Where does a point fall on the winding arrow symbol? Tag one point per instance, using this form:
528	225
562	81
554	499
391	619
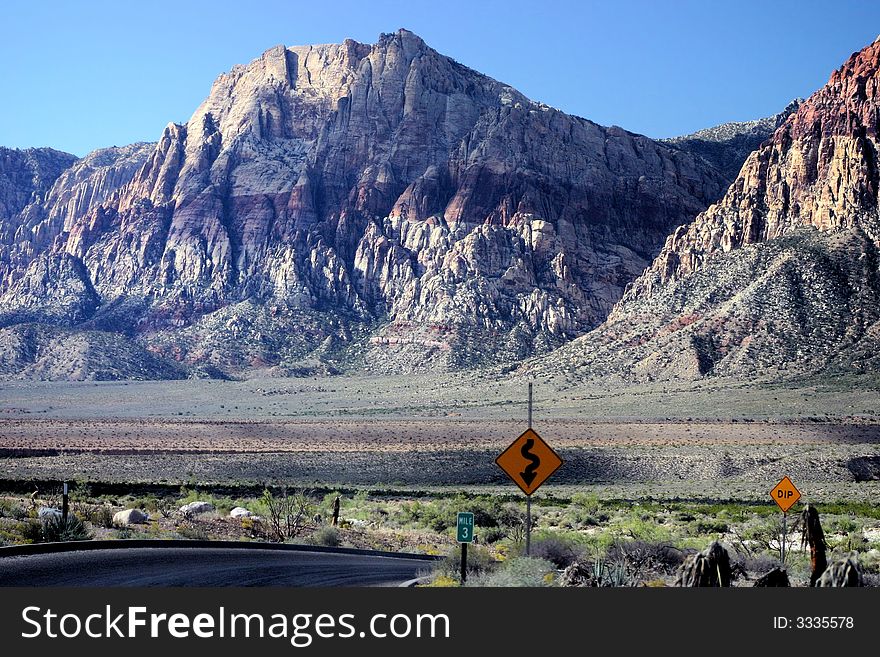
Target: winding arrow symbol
531	470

* * *

*EXERCISE DESCRIPTION*
Copy every line of the material above, including the requests, but omit the pictures. In each answer, shift both point coordinates by -100.

*RESPONSE TO THIS TASK*
Where does a point fall on the winding arrow symbol? Tag one point per instance, using this form:
528	225
562	81
554	499
391	619
Target: winding arrow symbol
431	370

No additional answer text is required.